→ **Goal of the exercise**
Update the listing from the line containing "Would you please tag the dark cloud" through its end, swapping "marker" for "point" and leaving everything else untouched. Return only those lines.

Stored items from a collection

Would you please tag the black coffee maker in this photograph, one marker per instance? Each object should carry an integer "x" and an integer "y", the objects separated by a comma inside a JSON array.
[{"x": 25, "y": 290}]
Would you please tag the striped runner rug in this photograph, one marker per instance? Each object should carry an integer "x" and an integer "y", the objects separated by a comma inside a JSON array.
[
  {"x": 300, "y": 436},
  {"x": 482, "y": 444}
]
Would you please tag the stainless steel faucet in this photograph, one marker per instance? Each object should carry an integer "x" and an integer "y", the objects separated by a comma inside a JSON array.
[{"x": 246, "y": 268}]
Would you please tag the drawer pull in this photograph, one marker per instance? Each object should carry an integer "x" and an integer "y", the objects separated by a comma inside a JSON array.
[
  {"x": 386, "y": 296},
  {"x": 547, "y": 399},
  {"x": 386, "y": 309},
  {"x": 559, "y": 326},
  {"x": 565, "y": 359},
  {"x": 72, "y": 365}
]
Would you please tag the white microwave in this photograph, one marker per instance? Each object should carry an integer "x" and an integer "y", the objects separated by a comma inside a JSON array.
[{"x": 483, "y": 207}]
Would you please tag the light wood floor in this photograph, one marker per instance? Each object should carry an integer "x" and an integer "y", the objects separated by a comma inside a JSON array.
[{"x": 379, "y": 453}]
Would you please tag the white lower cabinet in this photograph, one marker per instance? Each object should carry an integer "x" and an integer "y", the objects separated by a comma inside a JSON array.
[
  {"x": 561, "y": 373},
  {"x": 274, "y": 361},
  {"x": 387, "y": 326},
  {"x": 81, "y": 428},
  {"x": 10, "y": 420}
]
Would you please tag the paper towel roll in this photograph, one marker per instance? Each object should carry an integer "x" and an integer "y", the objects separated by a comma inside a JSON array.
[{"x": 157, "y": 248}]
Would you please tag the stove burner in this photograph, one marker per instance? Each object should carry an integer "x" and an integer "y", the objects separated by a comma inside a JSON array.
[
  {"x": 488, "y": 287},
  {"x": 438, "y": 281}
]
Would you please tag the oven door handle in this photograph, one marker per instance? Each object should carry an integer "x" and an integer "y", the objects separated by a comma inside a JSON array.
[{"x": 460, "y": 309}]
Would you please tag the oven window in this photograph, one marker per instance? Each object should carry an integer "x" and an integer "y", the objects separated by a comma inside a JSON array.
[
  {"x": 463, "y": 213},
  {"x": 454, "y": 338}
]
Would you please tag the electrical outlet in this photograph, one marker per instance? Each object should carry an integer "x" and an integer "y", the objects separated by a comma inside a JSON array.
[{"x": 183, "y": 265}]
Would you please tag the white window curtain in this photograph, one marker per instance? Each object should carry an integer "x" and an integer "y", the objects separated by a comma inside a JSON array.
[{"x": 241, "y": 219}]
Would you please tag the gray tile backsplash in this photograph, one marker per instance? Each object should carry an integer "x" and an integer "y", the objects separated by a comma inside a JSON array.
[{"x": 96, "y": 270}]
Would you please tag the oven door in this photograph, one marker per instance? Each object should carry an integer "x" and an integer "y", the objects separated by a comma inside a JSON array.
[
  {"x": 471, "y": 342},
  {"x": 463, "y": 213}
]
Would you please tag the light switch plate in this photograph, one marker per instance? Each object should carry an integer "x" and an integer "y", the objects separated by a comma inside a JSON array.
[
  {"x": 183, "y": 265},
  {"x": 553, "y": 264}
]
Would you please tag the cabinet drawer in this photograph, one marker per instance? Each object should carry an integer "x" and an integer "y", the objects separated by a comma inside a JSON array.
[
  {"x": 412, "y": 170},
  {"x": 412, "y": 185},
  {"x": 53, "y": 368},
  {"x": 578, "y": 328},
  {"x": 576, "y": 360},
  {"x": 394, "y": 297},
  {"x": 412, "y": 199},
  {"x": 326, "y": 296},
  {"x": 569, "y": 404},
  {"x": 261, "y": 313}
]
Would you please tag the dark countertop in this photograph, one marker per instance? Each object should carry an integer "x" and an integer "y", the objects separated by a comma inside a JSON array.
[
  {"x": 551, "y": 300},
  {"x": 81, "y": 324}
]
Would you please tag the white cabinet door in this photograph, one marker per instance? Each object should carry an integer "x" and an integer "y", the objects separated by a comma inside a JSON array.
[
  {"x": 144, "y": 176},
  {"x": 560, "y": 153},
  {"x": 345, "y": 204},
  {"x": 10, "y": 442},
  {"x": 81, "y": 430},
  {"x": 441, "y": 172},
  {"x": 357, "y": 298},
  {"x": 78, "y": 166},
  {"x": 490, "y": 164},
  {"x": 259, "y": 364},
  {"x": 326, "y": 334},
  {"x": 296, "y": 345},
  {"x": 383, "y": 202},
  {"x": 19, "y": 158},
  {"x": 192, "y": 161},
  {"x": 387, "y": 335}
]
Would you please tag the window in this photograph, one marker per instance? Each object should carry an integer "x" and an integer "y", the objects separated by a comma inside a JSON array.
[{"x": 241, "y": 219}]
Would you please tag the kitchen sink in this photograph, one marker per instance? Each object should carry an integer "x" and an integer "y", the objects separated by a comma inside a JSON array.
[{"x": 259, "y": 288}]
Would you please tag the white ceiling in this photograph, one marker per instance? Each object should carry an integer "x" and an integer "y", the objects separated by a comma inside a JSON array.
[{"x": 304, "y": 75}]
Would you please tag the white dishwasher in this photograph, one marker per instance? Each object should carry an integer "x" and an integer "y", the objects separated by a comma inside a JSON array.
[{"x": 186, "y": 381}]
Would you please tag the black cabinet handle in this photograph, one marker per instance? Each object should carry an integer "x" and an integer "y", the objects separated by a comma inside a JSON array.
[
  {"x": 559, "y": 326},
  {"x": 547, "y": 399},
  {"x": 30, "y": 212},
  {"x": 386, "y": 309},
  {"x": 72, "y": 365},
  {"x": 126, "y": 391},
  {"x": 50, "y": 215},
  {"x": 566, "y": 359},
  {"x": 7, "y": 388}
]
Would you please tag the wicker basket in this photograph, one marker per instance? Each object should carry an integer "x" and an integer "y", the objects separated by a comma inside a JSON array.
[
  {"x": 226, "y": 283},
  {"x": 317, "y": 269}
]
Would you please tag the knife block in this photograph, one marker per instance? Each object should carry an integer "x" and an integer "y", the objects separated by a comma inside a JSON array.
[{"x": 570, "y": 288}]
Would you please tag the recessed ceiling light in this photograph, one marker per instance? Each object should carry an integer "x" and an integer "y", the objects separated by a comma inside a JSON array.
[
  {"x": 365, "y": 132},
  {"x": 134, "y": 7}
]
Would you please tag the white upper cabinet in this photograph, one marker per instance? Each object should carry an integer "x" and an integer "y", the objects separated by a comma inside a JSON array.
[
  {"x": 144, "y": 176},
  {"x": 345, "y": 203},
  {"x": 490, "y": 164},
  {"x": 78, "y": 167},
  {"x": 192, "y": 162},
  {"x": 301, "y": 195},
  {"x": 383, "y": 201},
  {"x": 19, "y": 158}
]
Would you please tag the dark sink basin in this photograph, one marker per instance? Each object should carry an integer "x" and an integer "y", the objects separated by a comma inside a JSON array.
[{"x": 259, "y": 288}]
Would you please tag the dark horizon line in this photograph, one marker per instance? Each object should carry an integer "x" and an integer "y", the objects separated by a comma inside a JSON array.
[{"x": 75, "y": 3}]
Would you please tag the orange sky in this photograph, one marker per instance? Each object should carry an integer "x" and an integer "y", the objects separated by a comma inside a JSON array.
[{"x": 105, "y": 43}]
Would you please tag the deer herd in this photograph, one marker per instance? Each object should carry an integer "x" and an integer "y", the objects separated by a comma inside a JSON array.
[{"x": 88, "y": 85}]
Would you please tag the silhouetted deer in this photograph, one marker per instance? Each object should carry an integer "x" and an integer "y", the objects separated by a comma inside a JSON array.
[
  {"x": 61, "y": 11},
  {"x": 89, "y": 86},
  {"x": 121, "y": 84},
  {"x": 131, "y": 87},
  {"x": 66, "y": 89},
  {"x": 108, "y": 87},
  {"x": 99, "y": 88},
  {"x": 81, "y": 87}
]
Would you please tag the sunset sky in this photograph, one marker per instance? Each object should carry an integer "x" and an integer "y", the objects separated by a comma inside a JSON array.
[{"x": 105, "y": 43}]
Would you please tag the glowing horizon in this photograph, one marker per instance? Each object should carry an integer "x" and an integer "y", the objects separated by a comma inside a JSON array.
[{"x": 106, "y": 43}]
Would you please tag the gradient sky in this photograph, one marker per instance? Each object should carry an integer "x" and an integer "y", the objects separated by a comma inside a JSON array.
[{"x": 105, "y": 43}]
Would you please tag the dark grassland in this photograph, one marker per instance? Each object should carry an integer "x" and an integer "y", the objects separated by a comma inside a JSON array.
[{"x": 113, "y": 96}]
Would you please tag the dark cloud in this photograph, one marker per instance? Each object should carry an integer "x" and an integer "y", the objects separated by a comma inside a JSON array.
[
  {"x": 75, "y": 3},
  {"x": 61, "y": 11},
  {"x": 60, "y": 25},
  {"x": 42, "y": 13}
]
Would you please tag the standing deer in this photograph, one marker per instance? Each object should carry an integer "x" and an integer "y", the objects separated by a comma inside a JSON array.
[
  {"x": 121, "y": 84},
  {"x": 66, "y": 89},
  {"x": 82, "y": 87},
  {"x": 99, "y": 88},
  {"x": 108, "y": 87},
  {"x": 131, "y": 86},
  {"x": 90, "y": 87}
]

→ **Reply to the exercise**
Would you please tag the dark cloud in this photograph, one point per instance? Each object should carry an integer "x" and an integer "y", the objects separated by a comma inside a JSON array.
[
  {"x": 75, "y": 3},
  {"x": 61, "y": 11},
  {"x": 60, "y": 25},
  {"x": 42, "y": 13}
]
Would you please tag the standing deer in this photograph, one point per instance? Each object should carry an integer "x" and an integer "y", the objects separated by a comma inside a JSON array.
[
  {"x": 121, "y": 84},
  {"x": 66, "y": 89},
  {"x": 82, "y": 87},
  {"x": 99, "y": 88},
  {"x": 108, "y": 87},
  {"x": 131, "y": 86},
  {"x": 90, "y": 87}
]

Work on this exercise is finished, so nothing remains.